╭─ Records shown

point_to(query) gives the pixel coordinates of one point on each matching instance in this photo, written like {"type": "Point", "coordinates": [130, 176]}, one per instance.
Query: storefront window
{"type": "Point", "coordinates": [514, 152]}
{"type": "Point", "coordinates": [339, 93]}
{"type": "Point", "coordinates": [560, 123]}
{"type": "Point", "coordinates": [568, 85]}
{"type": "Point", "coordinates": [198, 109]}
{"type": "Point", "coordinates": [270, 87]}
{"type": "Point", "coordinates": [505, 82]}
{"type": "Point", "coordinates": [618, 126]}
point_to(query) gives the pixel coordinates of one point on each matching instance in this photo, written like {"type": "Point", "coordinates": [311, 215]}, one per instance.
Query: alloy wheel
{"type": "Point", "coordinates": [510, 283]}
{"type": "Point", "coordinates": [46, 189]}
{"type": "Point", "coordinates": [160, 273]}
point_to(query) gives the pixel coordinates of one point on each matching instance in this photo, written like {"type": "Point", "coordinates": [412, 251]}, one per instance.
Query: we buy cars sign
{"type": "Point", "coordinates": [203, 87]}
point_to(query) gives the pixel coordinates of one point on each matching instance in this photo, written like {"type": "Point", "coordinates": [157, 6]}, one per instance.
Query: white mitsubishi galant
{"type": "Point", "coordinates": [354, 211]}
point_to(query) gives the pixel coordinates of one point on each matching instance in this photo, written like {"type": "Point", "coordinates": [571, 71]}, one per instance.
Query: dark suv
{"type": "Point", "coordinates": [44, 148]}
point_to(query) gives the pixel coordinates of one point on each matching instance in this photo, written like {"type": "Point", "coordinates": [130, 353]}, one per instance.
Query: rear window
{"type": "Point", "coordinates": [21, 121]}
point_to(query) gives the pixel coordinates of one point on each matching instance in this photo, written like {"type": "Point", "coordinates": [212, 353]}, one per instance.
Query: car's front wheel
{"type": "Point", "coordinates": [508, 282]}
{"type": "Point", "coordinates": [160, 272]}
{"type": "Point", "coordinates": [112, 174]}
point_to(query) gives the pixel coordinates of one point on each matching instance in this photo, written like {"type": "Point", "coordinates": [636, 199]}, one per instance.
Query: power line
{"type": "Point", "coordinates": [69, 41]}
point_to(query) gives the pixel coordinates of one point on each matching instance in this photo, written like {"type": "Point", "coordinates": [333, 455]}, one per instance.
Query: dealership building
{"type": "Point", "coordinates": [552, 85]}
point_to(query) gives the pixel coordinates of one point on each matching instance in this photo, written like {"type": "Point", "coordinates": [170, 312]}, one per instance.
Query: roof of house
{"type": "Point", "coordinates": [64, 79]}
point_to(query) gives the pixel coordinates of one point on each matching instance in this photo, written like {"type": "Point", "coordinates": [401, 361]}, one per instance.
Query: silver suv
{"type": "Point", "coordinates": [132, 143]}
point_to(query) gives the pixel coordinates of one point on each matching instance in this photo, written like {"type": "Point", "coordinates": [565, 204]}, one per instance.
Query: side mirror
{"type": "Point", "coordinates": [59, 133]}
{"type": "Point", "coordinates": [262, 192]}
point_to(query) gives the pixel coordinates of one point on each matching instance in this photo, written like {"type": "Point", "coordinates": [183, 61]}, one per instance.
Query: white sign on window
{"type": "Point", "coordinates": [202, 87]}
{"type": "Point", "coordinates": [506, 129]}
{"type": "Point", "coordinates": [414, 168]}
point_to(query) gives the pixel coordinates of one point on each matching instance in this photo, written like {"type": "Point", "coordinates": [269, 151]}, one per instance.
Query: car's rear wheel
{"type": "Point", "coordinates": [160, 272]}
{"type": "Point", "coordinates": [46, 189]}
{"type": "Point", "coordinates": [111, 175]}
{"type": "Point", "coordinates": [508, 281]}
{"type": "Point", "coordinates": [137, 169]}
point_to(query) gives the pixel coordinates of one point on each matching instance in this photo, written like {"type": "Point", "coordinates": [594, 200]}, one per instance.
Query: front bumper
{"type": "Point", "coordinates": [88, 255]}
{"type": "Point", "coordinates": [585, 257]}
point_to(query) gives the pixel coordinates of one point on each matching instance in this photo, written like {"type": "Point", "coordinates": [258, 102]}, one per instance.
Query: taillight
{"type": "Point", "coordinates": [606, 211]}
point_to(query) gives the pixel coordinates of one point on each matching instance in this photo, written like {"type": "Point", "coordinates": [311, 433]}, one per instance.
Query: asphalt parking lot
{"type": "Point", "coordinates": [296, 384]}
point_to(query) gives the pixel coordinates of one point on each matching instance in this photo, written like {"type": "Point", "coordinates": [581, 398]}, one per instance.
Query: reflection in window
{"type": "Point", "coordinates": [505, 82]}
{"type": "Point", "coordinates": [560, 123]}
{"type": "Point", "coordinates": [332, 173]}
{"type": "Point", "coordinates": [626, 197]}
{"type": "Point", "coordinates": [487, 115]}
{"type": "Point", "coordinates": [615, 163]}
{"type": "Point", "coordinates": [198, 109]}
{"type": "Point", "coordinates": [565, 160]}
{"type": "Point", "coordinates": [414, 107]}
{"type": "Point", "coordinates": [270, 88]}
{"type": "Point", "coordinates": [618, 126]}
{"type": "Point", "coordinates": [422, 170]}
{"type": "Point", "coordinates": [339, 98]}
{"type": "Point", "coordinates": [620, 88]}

╰─

Would you restate each of the entries word for word?

### Complete answer
point_to(query) gives the pixel coordinates of one point on each matching instance in this photo, written like {"type": "Point", "coordinates": [130, 176]}, one per instance.
Query: storefront window
{"type": "Point", "coordinates": [514, 152]}
{"type": "Point", "coordinates": [339, 93]}
{"type": "Point", "coordinates": [560, 123]}
{"type": "Point", "coordinates": [568, 85]}
{"type": "Point", "coordinates": [198, 109]}
{"type": "Point", "coordinates": [270, 87]}
{"type": "Point", "coordinates": [505, 82]}
{"type": "Point", "coordinates": [618, 126]}
point_to(query) gives the pixel coordinates of one point on each matching instance in this photo, written like {"type": "Point", "coordinates": [311, 215]}, one per instance.
Query: alloy wheel
{"type": "Point", "coordinates": [510, 283]}
{"type": "Point", "coordinates": [46, 189]}
{"type": "Point", "coordinates": [160, 273]}
point_to(query) gives the pixel coordinates of one point on each matching instance in this photo, written like {"type": "Point", "coordinates": [412, 251]}, one per instance.
Query: we buy cars sign
{"type": "Point", "coordinates": [203, 87]}
point_to(query) gives the pixel coordinates of one point on each matching instance in this photo, written like {"type": "Point", "coordinates": [157, 6]}, one per instance.
Query: white mitsubishi galant
{"type": "Point", "coordinates": [354, 211]}
point_to(query) gives the pixel coordinates of one point on each matching instance in this photo, written like {"type": "Point", "coordinates": [571, 71]}, one per instance.
Query: dark suv
{"type": "Point", "coordinates": [44, 148]}
point_to(query) gives the pixel coordinates of one point on each matching instance in this photo, written like {"type": "Point", "coordinates": [130, 353]}, one per instance.
Query: rear window
{"type": "Point", "coordinates": [21, 121]}
point_to(query) gives the pixel coordinates of one point on each matching instance in this photo, written like {"type": "Point", "coordinates": [212, 353]}, one per instance.
Query: car's front wheel
{"type": "Point", "coordinates": [508, 282]}
{"type": "Point", "coordinates": [160, 272]}
{"type": "Point", "coordinates": [112, 174]}
point_to(query) gives the pixel coordinates of one point on each matching instance in this photo, written like {"type": "Point", "coordinates": [636, 199]}, one per instance.
Query: power line
{"type": "Point", "coordinates": [69, 41]}
point_to(query) gives the pixel coordinates of one point on each matching instance in this photo, written like {"type": "Point", "coordinates": [333, 455]}, one per instance.
Query: dealership building
{"type": "Point", "coordinates": [552, 85]}
point_to(query) gives the pixel coordinates of one point on each matching instance in this photo, written like {"type": "Point", "coordinates": [170, 312]}, one per instance.
Query: roof of house
{"type": "Point", "coordinates": [64, 79]}
point_to(query) gives the pixel coordinates of one point on each matching instance in this photo, written like {"type": "Point", "coordinates": [401, 361]}, one per instance.
Query: silver suv
{"type": "Point", "coordinates": [132, 143]}
point_to(query) gives the pixel coordinates of one point on each matching instance in this photo, written like {"type": "Point", "coordinates": [565, 204]}, one per instance.
Query: side mirror
{"type": "Point", "coordinates": [59, 133]}
{"type": "Point", "coordinates": [262, 192]}
point_to(query) gives the pixel coordinates of one point on each matching instance in this photo, written like {"type": "Point", "coordinates": [183, 61]}, one per instance.
Query: white sign on window
{"type": "Point", "coordinates": [202, 87]}
{"type": "Point", "coordinates": [506, 129]}
{"type": "Point", "coordinates": [414, 168]}
point_to(query) gives the pixel coordinates of one point on each matching instance in this photo, written like {"type": "Point", "coordinates": [269, 151]}, one per instance.
Query: car's rear wheel
{"type": "Point", "coordinates": [160, 272]}
{"type": "Point", "coordinates": [46, 189]}
{"type": "Point", "coordinates": [111, 175]}
{"type": "Point", "coordinates": [508, 281]}
{"type": "Point", "coordinates": [137, 169]}
point_to(query) gives the pixel coordinates of one point on each matching instance in this photo, written like {"type": "Point", "coordinates": [594, 200]}, one per instance.
Query: front bumper
{"type": "Point", "coordinates": [88, 255]}
{"type": "Point", "coordinates": [585, 257]}
point_to(query) gives the pixel coordinates of one point on each matching instance in this photo, written like {"type": "Point", "coordinates": [258, 102]}, one per instance.
Query: taillight
{"type": "Point", "coordinates": [606, 211]}
point_to(query) gives the pixel coordinates of one point on each matching instance in this photo, written like {"type": "Point", "coordinates": [311, 433]}, one per instance.
Query: asphalt parking lot
{"type": "Point", "coordinates": [296, 384]}
point_to(query) gives the pixel coordinates of one point on each matching instance in this photo, written like {"type": "Point", "coordinates": [581, 398]}, one per instance.
Query: reflection in window
{"type": "Point", "coordinates": [505, 82]}
{"type": "Point", "coordinates": [560, 123]}
{"type": "Point", "coordinates": [332, 173]}
{"type": "Point", "coordinates": [626, 197]}
{"type": "Point", "coordinates": [487, 115]}
{"type": "Point", "coordinates": [615, 163]}
{"type": "Point", "coordinates": [198, 109]}
{"type": "Point", "coordinates": [565, 160]}
{"type": "Point", "coordinates": [414, 107]}
{"type": "Point", "coordinates": [270, 88]}
{"type": "Point", "coordinates": [618, 126]}
{"type": "Point", "coordinates": [422, 170]}
{"type": "Point", "coordinates": [339, 98]}
{"type": "Point", "coordinates": [620, 88]}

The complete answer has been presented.